→ SHORT PROBLEM
Reproduce the rows word for word, from the very start through the line that contains "0,0 -> 1043,699", including that line, and leave the pictures out of your answer.

→ DATA LINES
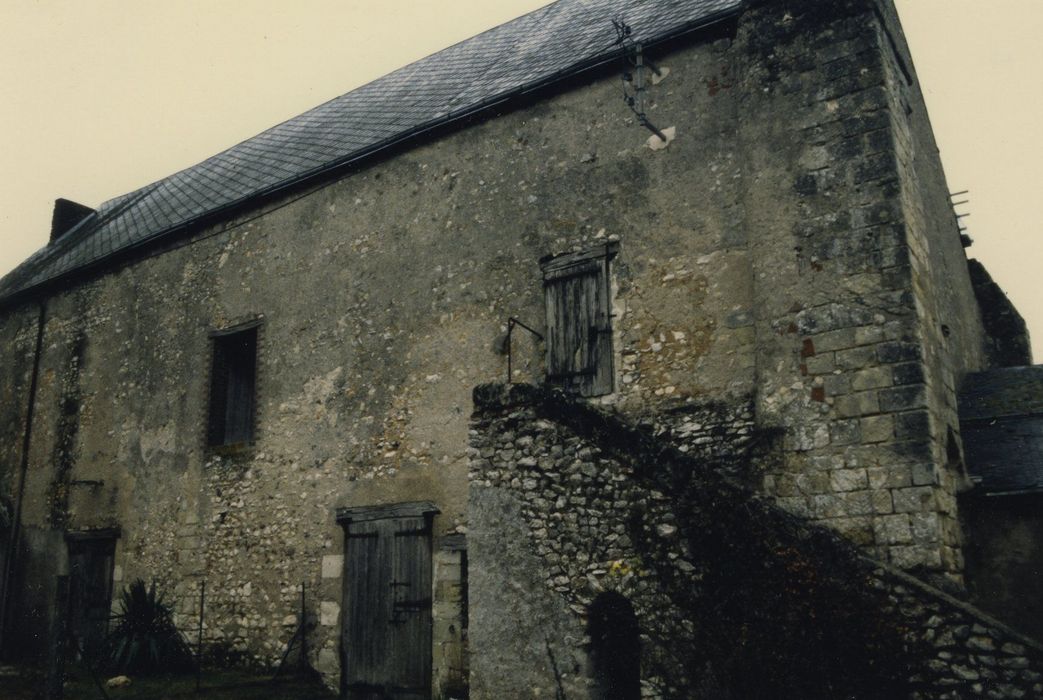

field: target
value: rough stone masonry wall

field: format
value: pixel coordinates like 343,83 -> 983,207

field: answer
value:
737,0 -> 980,577
0,19 -> 759,685
469,385 -> 1043,700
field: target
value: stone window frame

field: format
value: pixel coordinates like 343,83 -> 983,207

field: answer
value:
539,242 -> 620,396
202,315 -> 265,455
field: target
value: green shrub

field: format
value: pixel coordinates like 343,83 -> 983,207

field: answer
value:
105,579 -> 193,674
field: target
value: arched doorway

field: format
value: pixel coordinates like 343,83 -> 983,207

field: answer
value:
587,592 -> 641,700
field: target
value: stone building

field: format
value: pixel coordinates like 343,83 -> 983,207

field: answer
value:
0,0 -> 1043,699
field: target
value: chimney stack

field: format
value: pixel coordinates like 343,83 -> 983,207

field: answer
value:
51,199 -> 95,243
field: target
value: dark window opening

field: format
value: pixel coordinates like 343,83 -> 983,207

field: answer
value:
587,592 -> 641,700
68,531 -> 116,655
541,244 -> 617,396
207,327 -> 258,446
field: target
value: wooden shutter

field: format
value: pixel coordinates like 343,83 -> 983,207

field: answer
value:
338,503 -> 437,700
543,246 -> 615,396
69,533 -> 116,654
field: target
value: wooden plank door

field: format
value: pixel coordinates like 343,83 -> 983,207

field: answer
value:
69,538 -> 116,656
341,507 -> 431,700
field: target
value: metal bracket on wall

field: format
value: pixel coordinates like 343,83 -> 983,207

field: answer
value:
507,316 -> 543,384
612,20 -> 668,143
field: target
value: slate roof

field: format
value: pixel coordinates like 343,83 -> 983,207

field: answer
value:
960,365 -> 1043,496
0,0 -> 743,301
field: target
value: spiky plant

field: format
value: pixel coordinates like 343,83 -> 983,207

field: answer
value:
106,579 -> 192,674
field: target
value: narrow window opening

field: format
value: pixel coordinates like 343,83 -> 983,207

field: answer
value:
587,592 -> 641,700
207,327 -> 258,446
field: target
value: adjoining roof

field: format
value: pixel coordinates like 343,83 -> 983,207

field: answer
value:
0,0 -> 743,301
960,365 -> 1043,496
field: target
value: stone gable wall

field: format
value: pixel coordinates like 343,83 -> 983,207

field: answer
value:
469,385 -> 1043,699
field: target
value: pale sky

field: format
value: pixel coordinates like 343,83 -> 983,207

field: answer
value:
0,0 -> 1043,357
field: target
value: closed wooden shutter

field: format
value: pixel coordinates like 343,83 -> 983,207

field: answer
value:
338,504 -> 436,700
543,246 -> 614,396
69,533 -> 116,654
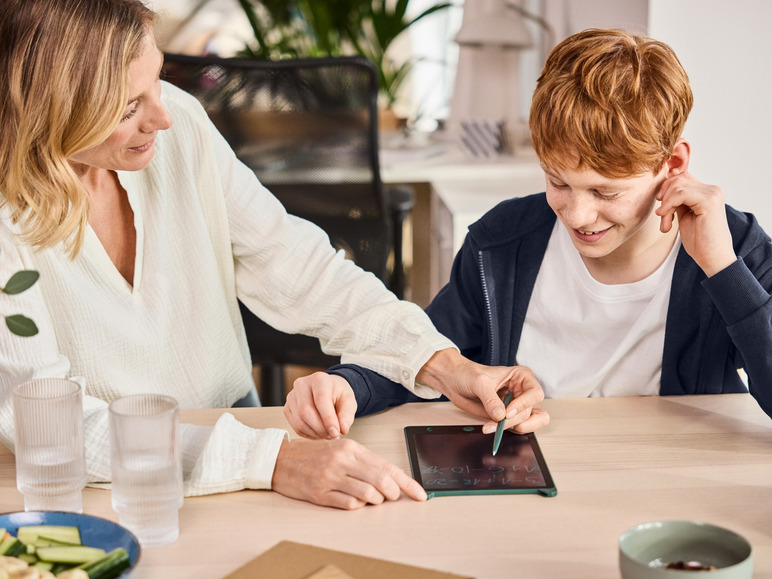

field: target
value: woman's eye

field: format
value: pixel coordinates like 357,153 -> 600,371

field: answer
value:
121,107 -> 137,122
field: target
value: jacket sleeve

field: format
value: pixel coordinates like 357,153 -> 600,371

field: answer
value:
702,254 -> 772,416
327,364 -> 447,418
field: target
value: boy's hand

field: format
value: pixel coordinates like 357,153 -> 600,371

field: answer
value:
284,372 -> 357,439
655,172 -> 737,277
417,349 -> 549,432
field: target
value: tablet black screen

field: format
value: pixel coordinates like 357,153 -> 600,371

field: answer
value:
405,426 -> 556,496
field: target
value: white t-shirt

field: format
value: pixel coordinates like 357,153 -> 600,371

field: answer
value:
517,221 -> 681,398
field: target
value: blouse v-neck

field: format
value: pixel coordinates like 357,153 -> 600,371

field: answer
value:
83,171 -> 145,295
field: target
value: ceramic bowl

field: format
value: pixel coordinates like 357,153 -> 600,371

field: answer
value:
619,521 -> 753,579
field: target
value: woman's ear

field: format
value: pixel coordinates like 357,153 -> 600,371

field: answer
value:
665,139 -> 692,177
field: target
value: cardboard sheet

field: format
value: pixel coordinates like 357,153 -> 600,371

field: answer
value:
224,541 -> 473,579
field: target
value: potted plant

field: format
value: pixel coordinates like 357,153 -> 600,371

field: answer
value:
0,248 -> 40,337
239,0 -> 451,108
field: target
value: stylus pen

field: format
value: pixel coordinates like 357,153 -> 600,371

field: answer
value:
493,391 -> 512,456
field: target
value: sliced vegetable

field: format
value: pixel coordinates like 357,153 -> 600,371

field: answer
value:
0,533 -> 27,557
79,547 -> 131,579
37,545 -> 106,563
16,525 -> 81,545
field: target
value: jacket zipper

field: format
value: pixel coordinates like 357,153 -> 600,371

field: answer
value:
477,251 -> 496,366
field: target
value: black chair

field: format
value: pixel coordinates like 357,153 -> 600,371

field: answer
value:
163,54 -> 413,406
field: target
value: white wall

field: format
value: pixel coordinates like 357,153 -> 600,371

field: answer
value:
649,0 -> 772,233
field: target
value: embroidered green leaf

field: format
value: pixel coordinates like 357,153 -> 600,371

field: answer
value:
5,314 -> 38,338
3,270 -> 40,295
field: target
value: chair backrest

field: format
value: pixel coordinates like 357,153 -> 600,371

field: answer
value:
163,54 -> 392,282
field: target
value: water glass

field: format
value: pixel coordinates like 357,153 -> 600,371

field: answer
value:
13,378 -> 86,513
110,394 -> 183,547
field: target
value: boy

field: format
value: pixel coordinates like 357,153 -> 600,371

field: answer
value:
286,30 -> 772,436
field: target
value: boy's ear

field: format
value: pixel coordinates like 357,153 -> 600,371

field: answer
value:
665,139 -> 692,177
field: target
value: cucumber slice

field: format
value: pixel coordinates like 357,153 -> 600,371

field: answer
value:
37,545 -> 106,563
16,525 -> 81,545
32,535 -> 80,548
0,535 -> 27,557
16,553 -> 38,565
78,547 -> 131,579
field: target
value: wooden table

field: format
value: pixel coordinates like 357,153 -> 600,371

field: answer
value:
0,394 -> 772,579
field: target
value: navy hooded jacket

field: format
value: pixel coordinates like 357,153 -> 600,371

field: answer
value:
328,193 -> 772,416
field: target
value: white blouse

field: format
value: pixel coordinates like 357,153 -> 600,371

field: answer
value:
0,83 -> 454,495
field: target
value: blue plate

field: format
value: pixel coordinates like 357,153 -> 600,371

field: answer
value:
0,511 -> 140,578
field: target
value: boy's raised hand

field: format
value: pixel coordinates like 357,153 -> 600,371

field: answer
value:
655,171 -> 737,277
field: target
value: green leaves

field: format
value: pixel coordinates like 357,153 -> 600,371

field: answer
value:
3,270 -> 40,295
238,0 -> 451,105
5,314 -> 38,338
0,247 -> 40,338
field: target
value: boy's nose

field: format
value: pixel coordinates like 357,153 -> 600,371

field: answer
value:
563,193 -> 598,229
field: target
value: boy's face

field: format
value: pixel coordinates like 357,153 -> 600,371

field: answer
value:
542,166 -> 669,273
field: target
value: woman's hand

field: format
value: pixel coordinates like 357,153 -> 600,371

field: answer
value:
284,372 -> 357,439
271,438 -> 426,509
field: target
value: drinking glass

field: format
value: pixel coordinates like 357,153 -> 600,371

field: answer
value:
110,394 -> 183,547
13,378 -> 86,513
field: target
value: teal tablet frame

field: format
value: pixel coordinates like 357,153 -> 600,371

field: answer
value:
404,424 -> 558,498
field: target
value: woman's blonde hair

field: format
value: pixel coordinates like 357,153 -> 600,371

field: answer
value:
0,0 -> 154,256
529,29 -> 693,178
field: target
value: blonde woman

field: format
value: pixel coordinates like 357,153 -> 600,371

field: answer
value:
0,0 -> 546,508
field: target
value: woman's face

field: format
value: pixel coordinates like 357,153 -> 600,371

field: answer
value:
69,35 -> 172,172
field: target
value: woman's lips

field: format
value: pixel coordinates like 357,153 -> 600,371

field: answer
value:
129,138 -> 155,153
573,228 -> 609,243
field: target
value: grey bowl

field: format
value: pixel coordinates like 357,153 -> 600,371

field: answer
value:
619,521 -> 753,579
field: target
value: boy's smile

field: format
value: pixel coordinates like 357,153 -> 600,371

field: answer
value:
544,165 -> 676,283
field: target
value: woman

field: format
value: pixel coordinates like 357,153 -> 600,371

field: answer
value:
0,0 -> 540,508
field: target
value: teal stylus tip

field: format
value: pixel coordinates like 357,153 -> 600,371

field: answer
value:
493,392 -> 512,456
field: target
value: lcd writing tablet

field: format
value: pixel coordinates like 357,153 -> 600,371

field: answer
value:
405,426 -> 557,497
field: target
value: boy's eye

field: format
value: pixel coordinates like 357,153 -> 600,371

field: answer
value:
592,189 -> 617,201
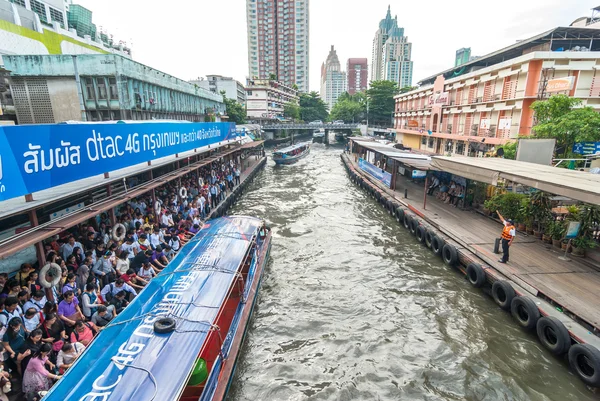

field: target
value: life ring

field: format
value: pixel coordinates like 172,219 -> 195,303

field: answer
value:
409,217 -> 419,235
154,317 -> 177,334
510,297 -> 541,330
396,207 -> 404,223
536,316 -> 571,355
467,263 -> 486,288
111,223 -> 127,242
569,344 -> 600,387
442,244 -> 458,267
492,280 -> 515,311
415,225 -> 427,243
431,235 -> 446,256
38,263 -> 62,288
425,230 -> 435,249
404,213 -> 412,230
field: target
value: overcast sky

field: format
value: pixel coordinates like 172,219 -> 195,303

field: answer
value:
74,0 -> 598,91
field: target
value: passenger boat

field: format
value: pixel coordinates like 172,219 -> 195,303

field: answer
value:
273,142 -> 310,164
44,216 -> 271,401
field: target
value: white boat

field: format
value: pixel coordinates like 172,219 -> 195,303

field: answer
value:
273,142 -> 310,164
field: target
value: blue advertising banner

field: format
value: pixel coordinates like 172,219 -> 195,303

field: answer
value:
0,122 -> 236,201
358,159 -> 392,188
573,142 -> 600,155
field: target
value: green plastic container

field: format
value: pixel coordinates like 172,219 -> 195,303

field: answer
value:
188,358 -> 208,386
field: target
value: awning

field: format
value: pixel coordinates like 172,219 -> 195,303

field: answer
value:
431,156 -> 600,205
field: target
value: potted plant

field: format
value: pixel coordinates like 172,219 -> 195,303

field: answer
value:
571,235 -> 596,258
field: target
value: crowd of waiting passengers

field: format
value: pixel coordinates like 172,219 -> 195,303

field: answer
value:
0,160 -> 248,401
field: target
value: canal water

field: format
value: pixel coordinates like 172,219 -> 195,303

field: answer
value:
228,144 -> 598,401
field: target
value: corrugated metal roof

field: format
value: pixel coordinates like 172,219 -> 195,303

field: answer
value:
431,156 -> 600,205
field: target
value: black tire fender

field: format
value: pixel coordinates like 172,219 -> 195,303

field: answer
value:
536,316 -> 571,355
409,217 -> 419,235
431,235 -> 446,256
492,280 -> 516,311
403,213 -> 412,230
467,263 -> 487,288
442,244 -> 458,267
415,224 -> 427,243
396,207 -> 404,223
154,317 -> 177,334
425,230 -> 435,249
510,297 -> 541,330
569,344 -> 600,387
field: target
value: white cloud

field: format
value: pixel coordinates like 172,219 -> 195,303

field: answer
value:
76,0 -> 597,90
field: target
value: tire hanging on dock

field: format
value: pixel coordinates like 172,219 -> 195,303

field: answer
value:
431,235 -> 446,256
467,263 -> 486,288
415,225 -> 427,243
569,344 -> 600,387
442,244 -> 458,267
536,316 -> 571,355
510,296 -> 541,330
492,280 -> 515,311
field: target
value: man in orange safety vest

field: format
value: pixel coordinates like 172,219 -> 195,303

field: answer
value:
496,210 -> 517,263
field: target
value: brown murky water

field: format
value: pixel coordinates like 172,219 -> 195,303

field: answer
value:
228,144 -> 598,401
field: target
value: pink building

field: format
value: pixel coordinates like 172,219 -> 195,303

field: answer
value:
346,58 -> 369,95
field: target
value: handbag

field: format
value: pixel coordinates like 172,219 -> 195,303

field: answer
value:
52,340 -> 65,352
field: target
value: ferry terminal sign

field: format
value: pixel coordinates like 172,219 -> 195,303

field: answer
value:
0,122 -> 236,201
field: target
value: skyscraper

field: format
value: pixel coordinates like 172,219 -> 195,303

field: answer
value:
346,58 -> 369,95
371,6 -> 413,88
246,0 -> 309,92
321,46 -> 346,110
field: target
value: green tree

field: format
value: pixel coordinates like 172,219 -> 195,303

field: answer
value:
531,95 -> 600,157
283,103 -> 300,120
329,92 -> 367,122
221,91 -> 246,124
367,81 -> 399,127
300,91 -> 329,122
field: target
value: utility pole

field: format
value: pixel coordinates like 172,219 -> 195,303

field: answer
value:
72,55 -> 87,121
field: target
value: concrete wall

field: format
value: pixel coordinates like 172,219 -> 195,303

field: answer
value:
48,78 -> 81,123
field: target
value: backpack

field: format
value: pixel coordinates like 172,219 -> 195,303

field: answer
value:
73,322 -> 98,342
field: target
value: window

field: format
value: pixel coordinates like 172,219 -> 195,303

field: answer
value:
49,7 -> 65,27
30,0 -> 48,22
83,78 -> 96,100
108,78 -> 119,100
10,0 -> 25,7
96,78 -> 106,100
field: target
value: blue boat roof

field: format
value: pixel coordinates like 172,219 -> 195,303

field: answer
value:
273,142 -> 311,153
39,216 -> 262,401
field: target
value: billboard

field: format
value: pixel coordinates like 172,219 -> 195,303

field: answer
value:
0,122 -> 236,201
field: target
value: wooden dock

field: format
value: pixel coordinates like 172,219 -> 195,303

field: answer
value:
344,155 -> 600,333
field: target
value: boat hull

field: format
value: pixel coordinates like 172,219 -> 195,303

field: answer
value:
273,148 -> 310,165
211,231 -> 271,401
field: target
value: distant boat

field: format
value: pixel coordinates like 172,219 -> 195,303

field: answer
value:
273,142 -> 310,164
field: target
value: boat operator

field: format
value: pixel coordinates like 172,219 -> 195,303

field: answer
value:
496,210 -> 517,263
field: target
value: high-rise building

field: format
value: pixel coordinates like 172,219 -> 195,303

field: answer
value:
321,46 -> 346,110
346,58 -> 369,95
246,0 -> 309,92
371,6 -> 413,88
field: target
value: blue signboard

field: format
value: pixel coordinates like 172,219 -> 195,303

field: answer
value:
0,122 -> 236,201
573,142 -> 600,155
358,159 -> 392,188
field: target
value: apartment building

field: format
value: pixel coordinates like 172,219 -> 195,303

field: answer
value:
246,0 -> 309,92
395,27 -> 600,155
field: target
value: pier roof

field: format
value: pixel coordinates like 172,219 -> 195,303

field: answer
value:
431,156 -> 600,205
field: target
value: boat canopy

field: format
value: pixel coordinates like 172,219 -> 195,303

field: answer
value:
273,142 -> 310,154
44,216 -> 262,401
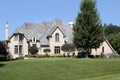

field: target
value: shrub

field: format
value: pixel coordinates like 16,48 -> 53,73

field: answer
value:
43,48 -> 50,56
36,54 -> 45,58
29,46 -> 38,55
50,54 -> 63,57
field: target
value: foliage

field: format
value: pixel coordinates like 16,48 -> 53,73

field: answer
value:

→ SOLUTION TO THE PROBLEM
field: target
value: rough stone masonry wall

field: format
value: pixel coordinates like 343,83 -> 983,207

field: answer
value:
737,0 -> 980,577
0,19 -> 759,685
469,385 -> 1043,700
field: target
value: stone window frame

field: format
value: pixel coordinates like 343,83 -> 983,207

field: answer
value:
539,242 -> 620,396
202,315 -> 265,455
field: target
value: green shrub

field: format
value: pixel coordinates like 343,83 -> 983,207

field: answer
value:
105,579 -> 193,674
field: target
value: arched doorway

field: format
value: pixel coordinates like 343,83 -> 983,207

field: answer
value:
587,592 -> 641,700
field: target
value: stone building

field: format
value: pixel coordinates like 343,83 -> 983,207

field: answer
value:
0,0 -> 1043,699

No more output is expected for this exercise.